« Il ne suffit pas de se battre pour le respect du droit existant.
Il faut aussi se battre pour le faire changer »

En s’intéressant à l’actualité des différents mouvements sociaux, il est frappant de constater la place que prennent les problématiques juridiques dans les différentes mobilisations et campagnes. Les militantes et militants sont en effet frappé.es d’une sévère répression judiciaire, comme en témoignent les nombreuses condamnations de personnes venant en aide aux immigrés[1], d’activistes du climat[2] ou de gilets jaunes[3]. Mais, dans le même temps, ces mouvements semblent aussi se saisir d’outils nouveaux pour faire progresser leurs luttes. On pense notamment à différents cas récents : des individus attaquent l’État en justice, comme l’affaire du siècle[4] ou des jeunes parisiens victimes de violences policières et de contrôle au faciès[5].

--

- Travail à faire:
(1) D'après le document, quels groupes de personnes ont fait l'objet de nombreuses condamnations ?
(2) Indiquez si chacune des affirmations suivantes concorde avec le document, en répondant par oui ou par non et en citant les mots décisifs du texte.
(a) Les militantes et militants subissent une répression judiciaire sévère.
(b) Les mouvements sociaux renoncent à utiliser de nouveaux outils pour leurs luttes.
(c) Le document évoque de jeunes Lyonnais victimes de violences policières.
Les enregistrements n'ont aucun rapport avec le document.

--

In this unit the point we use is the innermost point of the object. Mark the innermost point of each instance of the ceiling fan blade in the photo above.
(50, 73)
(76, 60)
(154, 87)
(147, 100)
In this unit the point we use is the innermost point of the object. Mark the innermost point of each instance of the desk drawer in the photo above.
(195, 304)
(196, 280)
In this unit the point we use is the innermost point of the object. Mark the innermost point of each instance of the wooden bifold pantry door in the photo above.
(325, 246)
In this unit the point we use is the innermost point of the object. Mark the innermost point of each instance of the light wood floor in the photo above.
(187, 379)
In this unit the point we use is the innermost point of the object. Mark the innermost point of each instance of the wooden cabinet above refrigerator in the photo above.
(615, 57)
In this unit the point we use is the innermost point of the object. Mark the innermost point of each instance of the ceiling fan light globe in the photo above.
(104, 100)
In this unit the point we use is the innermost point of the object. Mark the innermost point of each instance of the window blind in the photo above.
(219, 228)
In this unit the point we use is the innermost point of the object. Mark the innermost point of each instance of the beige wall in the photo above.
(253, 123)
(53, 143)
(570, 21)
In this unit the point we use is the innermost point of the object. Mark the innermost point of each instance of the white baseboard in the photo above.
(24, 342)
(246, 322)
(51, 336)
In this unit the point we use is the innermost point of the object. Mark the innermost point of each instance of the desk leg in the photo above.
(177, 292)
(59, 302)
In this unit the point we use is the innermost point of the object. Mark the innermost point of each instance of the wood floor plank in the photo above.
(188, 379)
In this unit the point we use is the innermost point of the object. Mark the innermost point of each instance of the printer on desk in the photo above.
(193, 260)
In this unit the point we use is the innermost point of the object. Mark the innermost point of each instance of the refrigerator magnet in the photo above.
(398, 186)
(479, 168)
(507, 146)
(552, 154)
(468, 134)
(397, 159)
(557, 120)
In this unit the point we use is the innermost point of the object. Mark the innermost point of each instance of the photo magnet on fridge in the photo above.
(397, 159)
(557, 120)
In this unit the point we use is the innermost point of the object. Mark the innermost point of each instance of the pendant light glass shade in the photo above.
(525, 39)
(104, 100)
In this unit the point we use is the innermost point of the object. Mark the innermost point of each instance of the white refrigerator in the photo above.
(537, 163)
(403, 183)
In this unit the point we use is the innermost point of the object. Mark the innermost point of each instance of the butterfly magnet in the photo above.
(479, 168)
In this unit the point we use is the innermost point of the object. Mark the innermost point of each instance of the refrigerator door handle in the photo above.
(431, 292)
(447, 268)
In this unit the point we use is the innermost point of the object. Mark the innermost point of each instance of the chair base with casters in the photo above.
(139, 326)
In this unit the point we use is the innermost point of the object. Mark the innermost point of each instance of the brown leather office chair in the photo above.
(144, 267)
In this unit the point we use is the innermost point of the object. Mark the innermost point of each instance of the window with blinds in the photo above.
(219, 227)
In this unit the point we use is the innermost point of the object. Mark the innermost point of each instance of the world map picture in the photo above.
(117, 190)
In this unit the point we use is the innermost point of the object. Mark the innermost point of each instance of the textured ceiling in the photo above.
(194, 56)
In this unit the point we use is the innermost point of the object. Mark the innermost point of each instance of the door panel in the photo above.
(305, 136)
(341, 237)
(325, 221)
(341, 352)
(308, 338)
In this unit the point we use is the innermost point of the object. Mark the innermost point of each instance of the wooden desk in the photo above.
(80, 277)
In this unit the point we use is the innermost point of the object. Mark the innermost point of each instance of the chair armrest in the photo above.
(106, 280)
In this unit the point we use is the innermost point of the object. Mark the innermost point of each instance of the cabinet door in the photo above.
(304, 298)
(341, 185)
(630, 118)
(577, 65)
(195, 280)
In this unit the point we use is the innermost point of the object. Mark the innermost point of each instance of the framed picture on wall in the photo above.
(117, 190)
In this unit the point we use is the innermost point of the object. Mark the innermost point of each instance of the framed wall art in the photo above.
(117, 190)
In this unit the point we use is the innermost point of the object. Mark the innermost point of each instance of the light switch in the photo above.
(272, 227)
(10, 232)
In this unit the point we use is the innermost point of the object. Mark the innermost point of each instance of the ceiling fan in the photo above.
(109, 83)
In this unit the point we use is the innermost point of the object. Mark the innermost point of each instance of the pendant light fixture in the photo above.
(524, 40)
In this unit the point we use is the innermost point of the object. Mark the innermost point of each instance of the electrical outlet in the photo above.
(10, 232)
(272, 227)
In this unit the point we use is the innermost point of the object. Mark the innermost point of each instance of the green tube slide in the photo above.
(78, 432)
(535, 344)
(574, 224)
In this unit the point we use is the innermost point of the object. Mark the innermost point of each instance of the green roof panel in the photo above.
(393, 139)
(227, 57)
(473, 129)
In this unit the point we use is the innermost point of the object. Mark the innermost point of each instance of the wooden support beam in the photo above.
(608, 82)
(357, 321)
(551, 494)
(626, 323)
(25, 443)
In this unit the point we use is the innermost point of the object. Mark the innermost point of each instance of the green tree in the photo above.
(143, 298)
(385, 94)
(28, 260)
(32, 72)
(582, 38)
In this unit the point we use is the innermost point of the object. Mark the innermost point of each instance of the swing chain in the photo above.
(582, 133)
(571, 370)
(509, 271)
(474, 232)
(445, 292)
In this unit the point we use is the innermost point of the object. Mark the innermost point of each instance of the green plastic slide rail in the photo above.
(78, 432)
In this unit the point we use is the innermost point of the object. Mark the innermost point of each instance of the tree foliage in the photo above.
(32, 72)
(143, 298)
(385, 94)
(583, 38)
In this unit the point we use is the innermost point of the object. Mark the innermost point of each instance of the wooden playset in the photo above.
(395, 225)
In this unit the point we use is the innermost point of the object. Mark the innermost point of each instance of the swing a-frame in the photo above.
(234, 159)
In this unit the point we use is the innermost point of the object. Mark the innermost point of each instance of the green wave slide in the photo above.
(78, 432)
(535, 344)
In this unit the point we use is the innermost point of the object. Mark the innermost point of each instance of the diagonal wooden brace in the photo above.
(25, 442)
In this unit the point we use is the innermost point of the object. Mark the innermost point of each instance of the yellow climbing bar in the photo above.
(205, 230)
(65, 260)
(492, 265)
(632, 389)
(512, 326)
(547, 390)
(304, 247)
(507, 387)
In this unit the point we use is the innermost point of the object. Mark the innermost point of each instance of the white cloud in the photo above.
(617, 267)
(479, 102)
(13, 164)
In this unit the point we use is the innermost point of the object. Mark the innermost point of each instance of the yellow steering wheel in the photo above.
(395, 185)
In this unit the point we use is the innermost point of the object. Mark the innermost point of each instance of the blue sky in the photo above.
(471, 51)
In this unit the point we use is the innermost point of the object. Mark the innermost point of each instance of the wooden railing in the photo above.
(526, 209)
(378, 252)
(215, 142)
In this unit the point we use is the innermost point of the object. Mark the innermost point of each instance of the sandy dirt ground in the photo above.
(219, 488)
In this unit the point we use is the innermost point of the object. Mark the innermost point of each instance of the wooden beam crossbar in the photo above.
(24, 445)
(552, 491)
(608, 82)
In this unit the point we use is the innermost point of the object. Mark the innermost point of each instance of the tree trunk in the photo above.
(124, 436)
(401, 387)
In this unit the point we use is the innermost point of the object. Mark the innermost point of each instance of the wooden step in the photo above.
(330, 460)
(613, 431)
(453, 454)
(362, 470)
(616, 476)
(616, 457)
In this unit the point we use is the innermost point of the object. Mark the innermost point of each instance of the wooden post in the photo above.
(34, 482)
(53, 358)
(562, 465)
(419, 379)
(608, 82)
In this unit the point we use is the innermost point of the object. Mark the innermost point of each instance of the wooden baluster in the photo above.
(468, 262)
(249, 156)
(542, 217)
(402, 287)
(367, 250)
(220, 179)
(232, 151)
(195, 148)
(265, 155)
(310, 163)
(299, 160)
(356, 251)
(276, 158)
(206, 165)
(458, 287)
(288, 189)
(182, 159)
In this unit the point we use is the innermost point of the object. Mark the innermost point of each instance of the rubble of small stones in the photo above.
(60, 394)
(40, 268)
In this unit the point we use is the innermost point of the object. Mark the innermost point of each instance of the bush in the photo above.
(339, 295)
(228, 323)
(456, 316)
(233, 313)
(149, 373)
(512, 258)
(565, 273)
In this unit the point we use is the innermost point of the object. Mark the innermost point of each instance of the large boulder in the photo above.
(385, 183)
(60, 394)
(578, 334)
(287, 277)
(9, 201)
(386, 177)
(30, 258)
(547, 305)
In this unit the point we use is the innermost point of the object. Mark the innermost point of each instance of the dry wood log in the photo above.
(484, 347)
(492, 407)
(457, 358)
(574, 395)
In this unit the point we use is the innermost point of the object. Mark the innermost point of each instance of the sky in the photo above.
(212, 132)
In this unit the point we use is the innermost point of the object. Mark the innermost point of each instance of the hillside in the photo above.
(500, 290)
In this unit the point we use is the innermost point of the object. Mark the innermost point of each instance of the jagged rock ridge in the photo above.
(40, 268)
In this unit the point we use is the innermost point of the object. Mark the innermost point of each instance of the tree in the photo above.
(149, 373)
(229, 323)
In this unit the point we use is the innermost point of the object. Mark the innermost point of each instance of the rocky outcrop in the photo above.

--

- Corrigé:
(1) Les personnes venant en aide aux immigrés, les activistes du climat et les gilets jaunes.

(2)
(a) Oui : « Les militantes et militants sont en effet frappé.es d’une sévère répression judiciaire ».
(b) Non : « ces mouvements semblent aussi se saisir d’outils nouveaux pour faire progresser leurs luttes ».
(c) Non : « des jeunes parisiens victimes de violences policières et de contrôle au faciès ».